[What to work on]
Repeat exactly, and only, the lines from the line containing "the glass dome" through the last line of the records below, including both.

[Given records]

● ● ● ● ●

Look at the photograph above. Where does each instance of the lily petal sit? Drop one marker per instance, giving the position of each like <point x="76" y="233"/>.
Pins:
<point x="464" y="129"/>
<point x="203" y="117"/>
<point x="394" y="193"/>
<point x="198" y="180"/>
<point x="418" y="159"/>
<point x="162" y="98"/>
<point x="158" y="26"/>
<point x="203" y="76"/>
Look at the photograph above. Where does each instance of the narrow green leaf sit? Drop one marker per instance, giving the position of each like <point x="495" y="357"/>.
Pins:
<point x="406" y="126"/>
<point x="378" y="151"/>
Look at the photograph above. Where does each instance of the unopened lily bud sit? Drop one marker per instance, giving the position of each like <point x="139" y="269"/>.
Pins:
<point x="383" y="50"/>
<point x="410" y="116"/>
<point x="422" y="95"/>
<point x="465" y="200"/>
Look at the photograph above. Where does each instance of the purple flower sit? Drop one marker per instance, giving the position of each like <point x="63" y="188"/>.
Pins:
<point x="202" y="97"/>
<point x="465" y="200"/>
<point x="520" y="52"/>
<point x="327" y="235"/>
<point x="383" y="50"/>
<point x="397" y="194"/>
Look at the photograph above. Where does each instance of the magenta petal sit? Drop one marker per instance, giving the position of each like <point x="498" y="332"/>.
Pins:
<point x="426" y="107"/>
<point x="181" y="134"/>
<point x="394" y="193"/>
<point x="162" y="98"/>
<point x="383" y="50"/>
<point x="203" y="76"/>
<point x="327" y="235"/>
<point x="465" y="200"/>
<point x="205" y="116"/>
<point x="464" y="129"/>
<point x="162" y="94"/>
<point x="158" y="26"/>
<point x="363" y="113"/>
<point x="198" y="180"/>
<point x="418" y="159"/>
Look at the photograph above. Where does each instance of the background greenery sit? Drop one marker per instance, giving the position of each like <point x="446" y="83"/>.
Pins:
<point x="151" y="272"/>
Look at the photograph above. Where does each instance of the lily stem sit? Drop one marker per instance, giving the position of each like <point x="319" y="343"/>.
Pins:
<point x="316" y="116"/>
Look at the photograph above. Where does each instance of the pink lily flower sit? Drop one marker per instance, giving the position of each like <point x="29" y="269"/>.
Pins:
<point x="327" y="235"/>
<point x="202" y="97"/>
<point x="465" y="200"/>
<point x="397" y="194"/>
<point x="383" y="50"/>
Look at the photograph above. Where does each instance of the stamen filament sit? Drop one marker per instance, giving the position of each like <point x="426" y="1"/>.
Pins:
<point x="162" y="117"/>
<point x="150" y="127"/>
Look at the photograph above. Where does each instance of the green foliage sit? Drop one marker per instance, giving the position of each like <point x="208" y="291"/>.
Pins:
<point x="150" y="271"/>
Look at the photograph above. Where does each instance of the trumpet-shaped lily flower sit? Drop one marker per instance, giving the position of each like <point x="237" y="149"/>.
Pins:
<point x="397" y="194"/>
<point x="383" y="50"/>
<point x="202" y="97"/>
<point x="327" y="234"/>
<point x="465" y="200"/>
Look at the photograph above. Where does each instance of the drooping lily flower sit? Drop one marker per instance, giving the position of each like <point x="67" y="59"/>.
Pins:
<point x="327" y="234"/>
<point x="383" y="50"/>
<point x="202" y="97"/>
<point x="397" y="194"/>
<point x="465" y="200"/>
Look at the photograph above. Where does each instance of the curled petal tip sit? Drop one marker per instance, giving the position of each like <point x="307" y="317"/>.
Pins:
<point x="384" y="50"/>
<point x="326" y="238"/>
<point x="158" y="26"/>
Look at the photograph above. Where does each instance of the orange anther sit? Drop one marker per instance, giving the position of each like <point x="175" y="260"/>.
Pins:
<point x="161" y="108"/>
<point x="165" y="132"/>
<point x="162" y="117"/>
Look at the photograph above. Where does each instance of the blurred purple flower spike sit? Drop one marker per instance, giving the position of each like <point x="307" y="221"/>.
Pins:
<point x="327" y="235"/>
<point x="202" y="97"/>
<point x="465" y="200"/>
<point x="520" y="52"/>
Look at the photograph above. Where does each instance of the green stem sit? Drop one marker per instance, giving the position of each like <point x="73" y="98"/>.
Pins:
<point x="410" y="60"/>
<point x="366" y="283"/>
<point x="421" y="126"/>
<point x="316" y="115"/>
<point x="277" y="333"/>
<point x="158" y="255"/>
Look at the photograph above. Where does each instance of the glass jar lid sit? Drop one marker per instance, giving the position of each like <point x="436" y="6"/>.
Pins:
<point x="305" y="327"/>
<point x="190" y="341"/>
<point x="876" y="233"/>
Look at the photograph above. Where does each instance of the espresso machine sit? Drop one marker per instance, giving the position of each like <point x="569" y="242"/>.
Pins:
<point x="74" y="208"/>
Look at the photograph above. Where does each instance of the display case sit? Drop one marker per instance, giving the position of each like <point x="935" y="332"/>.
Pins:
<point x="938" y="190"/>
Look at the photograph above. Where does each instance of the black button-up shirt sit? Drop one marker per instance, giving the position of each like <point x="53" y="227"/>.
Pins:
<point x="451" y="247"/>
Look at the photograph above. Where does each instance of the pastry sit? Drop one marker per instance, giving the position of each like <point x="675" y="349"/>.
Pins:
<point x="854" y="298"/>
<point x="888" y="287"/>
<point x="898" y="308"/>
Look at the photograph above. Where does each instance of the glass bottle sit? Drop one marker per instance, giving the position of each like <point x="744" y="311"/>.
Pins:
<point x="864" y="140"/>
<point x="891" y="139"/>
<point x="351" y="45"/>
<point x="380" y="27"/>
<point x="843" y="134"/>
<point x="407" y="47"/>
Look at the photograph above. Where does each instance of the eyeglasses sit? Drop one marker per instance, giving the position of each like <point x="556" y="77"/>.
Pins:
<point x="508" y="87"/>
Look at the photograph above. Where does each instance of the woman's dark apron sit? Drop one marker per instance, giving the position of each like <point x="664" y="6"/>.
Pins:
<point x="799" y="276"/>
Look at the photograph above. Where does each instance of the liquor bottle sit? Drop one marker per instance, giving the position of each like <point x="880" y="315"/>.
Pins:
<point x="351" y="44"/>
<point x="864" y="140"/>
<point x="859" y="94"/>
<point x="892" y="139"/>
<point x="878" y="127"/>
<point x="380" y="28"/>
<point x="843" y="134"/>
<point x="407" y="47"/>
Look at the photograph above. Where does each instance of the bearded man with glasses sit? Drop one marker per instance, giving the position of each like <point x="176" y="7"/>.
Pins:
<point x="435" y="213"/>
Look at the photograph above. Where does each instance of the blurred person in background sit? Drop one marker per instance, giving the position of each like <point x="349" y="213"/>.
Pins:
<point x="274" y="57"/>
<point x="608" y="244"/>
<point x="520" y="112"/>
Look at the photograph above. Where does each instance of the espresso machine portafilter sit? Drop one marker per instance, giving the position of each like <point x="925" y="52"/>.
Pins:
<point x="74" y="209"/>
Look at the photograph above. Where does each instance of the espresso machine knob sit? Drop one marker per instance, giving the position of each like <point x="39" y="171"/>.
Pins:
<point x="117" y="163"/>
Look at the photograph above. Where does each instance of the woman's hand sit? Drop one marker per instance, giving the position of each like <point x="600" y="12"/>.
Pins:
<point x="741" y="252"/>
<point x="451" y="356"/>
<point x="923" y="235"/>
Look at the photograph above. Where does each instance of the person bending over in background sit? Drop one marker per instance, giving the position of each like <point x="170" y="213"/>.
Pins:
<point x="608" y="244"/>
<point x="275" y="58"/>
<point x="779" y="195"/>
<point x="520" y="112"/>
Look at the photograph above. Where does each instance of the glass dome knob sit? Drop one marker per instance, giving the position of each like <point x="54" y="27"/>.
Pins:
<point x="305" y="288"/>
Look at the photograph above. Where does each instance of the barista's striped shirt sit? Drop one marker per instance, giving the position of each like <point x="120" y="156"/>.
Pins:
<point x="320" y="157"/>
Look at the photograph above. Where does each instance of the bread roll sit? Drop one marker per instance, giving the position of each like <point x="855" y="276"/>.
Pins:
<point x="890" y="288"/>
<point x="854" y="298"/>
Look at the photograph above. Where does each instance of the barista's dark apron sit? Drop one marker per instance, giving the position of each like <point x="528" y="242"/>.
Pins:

● ● ● ● ●

[The completed task]
Look at the photograph above. Where does each instance of the glass dome knob sit? Drop one marker per instance, giving the position of each like <point x="54" y="27"/>.
Pins:
<point x="305" y="288"/>
Look at the photograph above. Where does each instance of the barista's striped shirt sit? Drop one marker per instance, giving the position of each like <point x="120" y="156"/>.
Pins:
<point x="320" y="157"/>
Look at the photograph above. Where does each instance of the bread roll sit? Drop one marker per instance, giving the position of each like <point x="855" y="276"/>.
Pins:
<point x="890" y="288"/>
<point x="854" y="298"/>
Look at the photograph above. Where does each instance of the barista's dark apron sit? Drop one marker per instance, giving the position of each like <point x="528" y="242"/>.
Pins:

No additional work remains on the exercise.